_What to produce_
The expected output is the exact lines from the one containing "Task: indicate the bird's head" through the end of the data, inclusive, and nothing else.

_Dataset extract_
━━━━━━
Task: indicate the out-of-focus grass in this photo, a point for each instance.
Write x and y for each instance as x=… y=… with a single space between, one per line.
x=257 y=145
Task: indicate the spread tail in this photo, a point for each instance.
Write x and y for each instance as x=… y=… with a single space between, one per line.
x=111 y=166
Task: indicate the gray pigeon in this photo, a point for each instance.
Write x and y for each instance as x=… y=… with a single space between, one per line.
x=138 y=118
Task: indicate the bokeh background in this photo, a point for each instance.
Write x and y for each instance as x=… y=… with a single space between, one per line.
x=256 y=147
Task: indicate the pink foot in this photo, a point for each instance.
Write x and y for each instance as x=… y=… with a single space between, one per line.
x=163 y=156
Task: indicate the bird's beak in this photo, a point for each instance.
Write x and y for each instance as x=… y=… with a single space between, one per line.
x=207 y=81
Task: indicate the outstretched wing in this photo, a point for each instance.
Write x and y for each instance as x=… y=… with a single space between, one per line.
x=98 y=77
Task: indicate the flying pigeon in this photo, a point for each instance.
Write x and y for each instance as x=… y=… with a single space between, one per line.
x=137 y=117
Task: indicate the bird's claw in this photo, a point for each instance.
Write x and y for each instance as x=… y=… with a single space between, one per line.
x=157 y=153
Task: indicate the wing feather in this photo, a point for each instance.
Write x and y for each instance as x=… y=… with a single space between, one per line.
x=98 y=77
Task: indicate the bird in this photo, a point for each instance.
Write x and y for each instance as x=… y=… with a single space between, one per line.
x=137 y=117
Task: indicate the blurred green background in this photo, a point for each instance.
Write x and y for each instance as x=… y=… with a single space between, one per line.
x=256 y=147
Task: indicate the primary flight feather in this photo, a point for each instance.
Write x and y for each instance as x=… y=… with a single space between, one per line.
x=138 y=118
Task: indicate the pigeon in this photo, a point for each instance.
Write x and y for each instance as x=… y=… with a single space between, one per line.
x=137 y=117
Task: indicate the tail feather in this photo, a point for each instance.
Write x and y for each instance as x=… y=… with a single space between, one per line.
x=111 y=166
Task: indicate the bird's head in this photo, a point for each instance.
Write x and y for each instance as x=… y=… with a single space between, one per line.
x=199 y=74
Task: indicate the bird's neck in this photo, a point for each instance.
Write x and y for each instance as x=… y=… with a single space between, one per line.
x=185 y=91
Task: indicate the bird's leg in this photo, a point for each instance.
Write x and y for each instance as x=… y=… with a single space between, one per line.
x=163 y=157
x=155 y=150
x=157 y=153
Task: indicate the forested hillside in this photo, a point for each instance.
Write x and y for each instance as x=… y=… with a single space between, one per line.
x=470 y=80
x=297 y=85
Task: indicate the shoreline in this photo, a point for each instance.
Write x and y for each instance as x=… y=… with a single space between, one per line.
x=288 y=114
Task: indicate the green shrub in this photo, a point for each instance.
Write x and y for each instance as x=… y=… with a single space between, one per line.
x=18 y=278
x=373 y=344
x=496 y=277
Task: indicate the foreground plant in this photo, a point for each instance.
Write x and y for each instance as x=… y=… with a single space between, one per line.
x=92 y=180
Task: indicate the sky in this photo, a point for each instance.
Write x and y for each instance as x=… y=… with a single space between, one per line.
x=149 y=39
━━━━━━
_Task solution_
Task: indicate the bird's head in this photo, a point for each instance.
Write x and y for each instance as x=… y=… with a single space between, one per line.
x=199 y=74
Task: indicate the bird's neck in this photo, a point for each instance.
Write x and y for each instance as x=… y=… with a single space between, one per line.
x=185 y=91
Task: indicate the bird's leg in this photo, a point for each instance.
Write x and y for each instance as x=… y=… with a single space between, one per line.
x=163 y=157
x=155 y=150
x=157 y=153
Task: indicate the forested hillside in this photo, a point for each instance.
Write x and y for each instance as x=… y=… with a single space between, one per line.
x=470 y=80
x=297 y=85
Task: indicate the shoreline in this photo, a point for each instance.
Write x and y for each instance as x=… y=… with a single space between, one per line.
x=288 y=114
Task: indicate the green shrub in this photo, a point for each instance.
Write x and y for each instance as x=… y=… with a single space between, one per line.
x=18 y=278
x=373 y=344
x=496 y=277
Task: indicate the foreground plant in this photo, a point for each instance.
Write x and y for each instance as x=… y=… with a single space between, one per line.
x=92 y=180
Task: indicate the sky in this photo, a point for each instance.
Write x and y for each instance as x=… y=… with a single space between, one per line.
x=149 y=39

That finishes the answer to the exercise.